Pointing and labeling entries:
== == ==
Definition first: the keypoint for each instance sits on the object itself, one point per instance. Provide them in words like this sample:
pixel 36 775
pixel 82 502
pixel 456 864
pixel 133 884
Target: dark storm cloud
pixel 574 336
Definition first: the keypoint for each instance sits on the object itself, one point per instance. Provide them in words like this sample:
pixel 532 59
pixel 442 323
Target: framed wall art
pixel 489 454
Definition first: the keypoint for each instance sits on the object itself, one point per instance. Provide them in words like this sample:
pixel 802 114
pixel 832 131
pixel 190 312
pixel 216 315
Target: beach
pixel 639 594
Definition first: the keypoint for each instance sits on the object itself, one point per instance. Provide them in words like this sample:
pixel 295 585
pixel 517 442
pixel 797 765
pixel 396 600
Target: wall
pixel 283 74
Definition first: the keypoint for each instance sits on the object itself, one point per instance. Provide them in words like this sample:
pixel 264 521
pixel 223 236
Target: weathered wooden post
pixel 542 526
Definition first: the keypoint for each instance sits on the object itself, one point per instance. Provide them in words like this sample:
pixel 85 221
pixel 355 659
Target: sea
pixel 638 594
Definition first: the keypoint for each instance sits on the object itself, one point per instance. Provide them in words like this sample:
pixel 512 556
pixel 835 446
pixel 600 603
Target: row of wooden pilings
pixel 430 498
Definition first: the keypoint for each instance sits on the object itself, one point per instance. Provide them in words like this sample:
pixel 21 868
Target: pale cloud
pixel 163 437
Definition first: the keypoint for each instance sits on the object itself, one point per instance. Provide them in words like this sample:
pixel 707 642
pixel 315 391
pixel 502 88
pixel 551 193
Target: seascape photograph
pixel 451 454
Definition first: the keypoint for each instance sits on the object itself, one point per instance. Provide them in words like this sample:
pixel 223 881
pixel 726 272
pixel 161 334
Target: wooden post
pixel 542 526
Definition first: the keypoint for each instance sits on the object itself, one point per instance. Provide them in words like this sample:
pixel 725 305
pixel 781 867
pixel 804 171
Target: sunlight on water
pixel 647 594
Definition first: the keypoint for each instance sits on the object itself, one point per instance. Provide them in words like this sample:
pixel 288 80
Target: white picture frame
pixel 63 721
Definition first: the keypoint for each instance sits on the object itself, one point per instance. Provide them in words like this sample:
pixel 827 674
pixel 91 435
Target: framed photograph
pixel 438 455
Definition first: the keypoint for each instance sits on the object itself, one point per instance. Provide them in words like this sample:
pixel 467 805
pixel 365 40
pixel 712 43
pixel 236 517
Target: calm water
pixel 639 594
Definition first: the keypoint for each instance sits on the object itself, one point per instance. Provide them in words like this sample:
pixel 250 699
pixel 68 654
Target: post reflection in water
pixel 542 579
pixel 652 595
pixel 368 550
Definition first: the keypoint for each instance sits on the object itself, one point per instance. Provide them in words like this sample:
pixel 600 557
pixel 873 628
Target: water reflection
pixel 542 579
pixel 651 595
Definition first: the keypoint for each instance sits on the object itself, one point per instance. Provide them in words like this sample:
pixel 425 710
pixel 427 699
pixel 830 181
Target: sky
== == ==
Repeat the rows without alteration, from their first line through the line containing "pixel 489 454", with both of those lines included.

Definition first: the keypoint for each instance sits on the object itself, one point per instance. Provide them in words like this sample:
pixel 36 775
pixel 82 502
pixel 456 864
pixel 133 884
Target: dark storm cloud
pixel 574 336
Definition first: the keypoint for each instance sits on the object itself, one point per instance. Provide them in words like this sample:
pixel 532 59
pixel 442 323
Target: framed wall art
pixel 489 454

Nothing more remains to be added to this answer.